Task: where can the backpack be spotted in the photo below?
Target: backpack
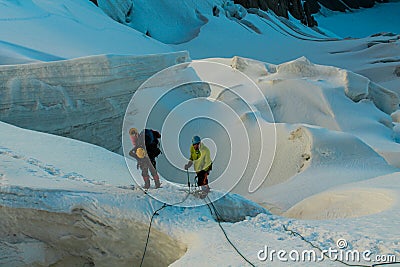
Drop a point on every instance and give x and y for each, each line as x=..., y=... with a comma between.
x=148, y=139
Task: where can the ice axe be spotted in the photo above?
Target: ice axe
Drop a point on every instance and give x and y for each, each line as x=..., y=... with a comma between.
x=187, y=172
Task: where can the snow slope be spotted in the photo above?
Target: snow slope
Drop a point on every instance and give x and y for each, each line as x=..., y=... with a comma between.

.....

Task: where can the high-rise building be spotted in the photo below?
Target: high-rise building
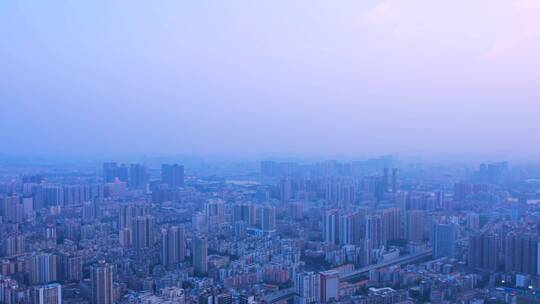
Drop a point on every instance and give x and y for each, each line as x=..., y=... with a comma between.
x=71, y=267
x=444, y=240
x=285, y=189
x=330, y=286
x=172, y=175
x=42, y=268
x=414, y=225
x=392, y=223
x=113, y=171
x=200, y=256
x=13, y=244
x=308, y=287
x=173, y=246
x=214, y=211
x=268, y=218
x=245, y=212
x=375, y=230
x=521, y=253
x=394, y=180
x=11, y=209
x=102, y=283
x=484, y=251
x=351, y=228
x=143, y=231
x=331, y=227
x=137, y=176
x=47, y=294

.....

Both the line above containing "Task: where can the backpack" and the line containing "Target: ice axe" belong in the copy, along with every line between them; print these exactly and omit the pictures.

=== Your solution ===
Task: where can the backpack be spotted in the photo below?
Target: backpack
Drop a point on every instance and give x and y for each, each line as x=..., y=... with a comma between.
x=148, y=139
Task: where can the ice axe be spotted in the photo above?
Target: ice axe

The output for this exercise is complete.